## [Record extracts]
================================

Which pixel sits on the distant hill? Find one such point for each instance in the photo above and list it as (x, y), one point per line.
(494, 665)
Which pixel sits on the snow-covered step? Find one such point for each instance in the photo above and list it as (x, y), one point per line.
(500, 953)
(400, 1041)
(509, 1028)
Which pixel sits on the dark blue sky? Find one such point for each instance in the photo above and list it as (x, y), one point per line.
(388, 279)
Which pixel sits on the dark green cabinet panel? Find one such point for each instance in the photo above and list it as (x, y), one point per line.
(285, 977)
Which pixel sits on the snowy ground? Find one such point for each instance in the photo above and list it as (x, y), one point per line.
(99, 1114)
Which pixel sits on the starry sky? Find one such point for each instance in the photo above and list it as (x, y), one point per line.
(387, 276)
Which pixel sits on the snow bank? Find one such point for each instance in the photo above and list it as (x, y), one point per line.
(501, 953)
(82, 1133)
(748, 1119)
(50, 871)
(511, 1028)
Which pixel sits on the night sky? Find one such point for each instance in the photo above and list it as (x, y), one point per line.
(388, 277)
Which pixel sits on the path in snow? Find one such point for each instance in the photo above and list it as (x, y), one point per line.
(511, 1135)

================================

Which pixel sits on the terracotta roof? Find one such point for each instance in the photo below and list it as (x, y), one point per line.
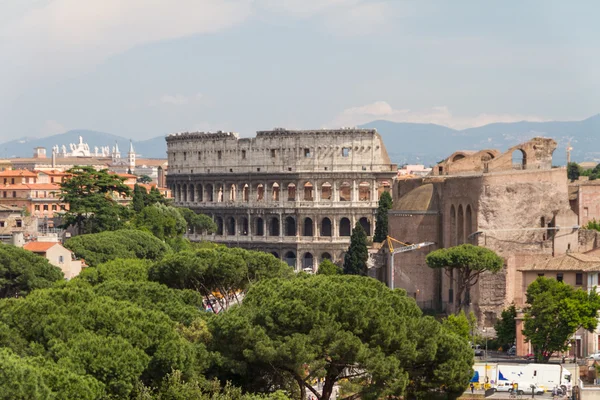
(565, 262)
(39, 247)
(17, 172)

================================

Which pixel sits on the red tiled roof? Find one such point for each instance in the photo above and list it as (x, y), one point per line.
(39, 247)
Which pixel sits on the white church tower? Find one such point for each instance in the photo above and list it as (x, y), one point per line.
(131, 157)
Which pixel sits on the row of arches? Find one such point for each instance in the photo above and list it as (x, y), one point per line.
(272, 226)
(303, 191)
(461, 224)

================================

## [Task prompt]
Change "snow bank" to "snowdrift" in the part of the listing that opens with the line containing "Which pixel sits on the distant" and closes with the line containing "(511, 1135)", and give that part back with everything else unchanged.

## [Expected answer]
Which pixel sits on the distant hill? Find one such point for each instance in the photo above and list it as (x, y), one point per line.
(494, 665)
Which pixel sits on the snow-covered step? Find one such point for each instance in the photo above and list it as (x, y), one point per line.
(500, 953)
(400, 1041)
(509, 1028)
Which pixel sits on the dark blue sky? Find one such point for each instance in the photo above and list it as (x, y), one point per line.
(388, 279)
Which pixel sits on the dark green cabinet panel? Find one such point for each instance in the photo above and list it as (x, y), one point per line.
(285, 977)
Which pixel sits on the snowy ground? Find one such point for each instance in the photo above and list it as (x, y), one point per line.
(99, 1114)
Which pixel sits on the starry sky? Find one such point for each instance in the photo above and list it as (x, y), one point per line.
(387, 276)
Which pixel sits on the snowdrift? Find one such point for each instance in the photo above and list it as (x, y), one point per line.
(501, 953)
(82, 1133)
(748, 1119)
(50, 871)
(511, 1028)
Which pixel sits on the night sky? Find one such point for each instance in the photo above and list it as (x, y), one point per line.
(388, 277)
Which pixel sits on the path in snow? Find one such point for each instance in the photo above and list it as (x, y), one point per line.
(511, 1135)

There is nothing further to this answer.